[Start Records supplied]

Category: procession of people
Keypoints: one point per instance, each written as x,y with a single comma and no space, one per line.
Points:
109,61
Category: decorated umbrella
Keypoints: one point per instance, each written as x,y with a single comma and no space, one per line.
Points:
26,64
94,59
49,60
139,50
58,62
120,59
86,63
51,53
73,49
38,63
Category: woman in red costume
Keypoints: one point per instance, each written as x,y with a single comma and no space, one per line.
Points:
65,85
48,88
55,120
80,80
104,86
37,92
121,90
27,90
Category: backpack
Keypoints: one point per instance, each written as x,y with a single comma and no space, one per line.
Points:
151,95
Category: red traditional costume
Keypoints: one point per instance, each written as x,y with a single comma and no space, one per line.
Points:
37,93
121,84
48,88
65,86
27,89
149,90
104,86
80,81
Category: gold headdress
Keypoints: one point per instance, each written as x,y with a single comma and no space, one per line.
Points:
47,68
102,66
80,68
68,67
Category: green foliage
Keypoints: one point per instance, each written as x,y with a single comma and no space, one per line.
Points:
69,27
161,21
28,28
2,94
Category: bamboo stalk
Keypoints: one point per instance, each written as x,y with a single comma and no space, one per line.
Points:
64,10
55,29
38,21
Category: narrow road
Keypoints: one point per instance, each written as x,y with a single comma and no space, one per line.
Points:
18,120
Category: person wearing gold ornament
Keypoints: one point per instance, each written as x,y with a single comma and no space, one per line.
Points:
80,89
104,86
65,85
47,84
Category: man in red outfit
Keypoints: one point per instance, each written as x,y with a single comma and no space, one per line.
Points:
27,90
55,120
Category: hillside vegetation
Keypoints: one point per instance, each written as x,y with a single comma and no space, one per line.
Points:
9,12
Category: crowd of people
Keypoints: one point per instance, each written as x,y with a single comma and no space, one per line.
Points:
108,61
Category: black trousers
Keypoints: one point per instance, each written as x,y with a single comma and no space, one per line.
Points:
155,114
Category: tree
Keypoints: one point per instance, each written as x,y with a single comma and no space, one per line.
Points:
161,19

[End Records supplied]

> [Your goal]: Copy out the stretch from the line containing "Category: black trousers" through the end of the listing, keeping every line in place but multiplying each point coordinate by 2.1 and rounding to the nearest whole number, with halves rounded up.

> [Final answer]:
Category: black trousers
Keypoints: one point per instance, each written as x,y with a single comma and no space, one per line.
Points:
326,239
Category: tree
Keypoints: one point per instance, each written as x,y with a single comma and no space, one per line.
Points:
338,40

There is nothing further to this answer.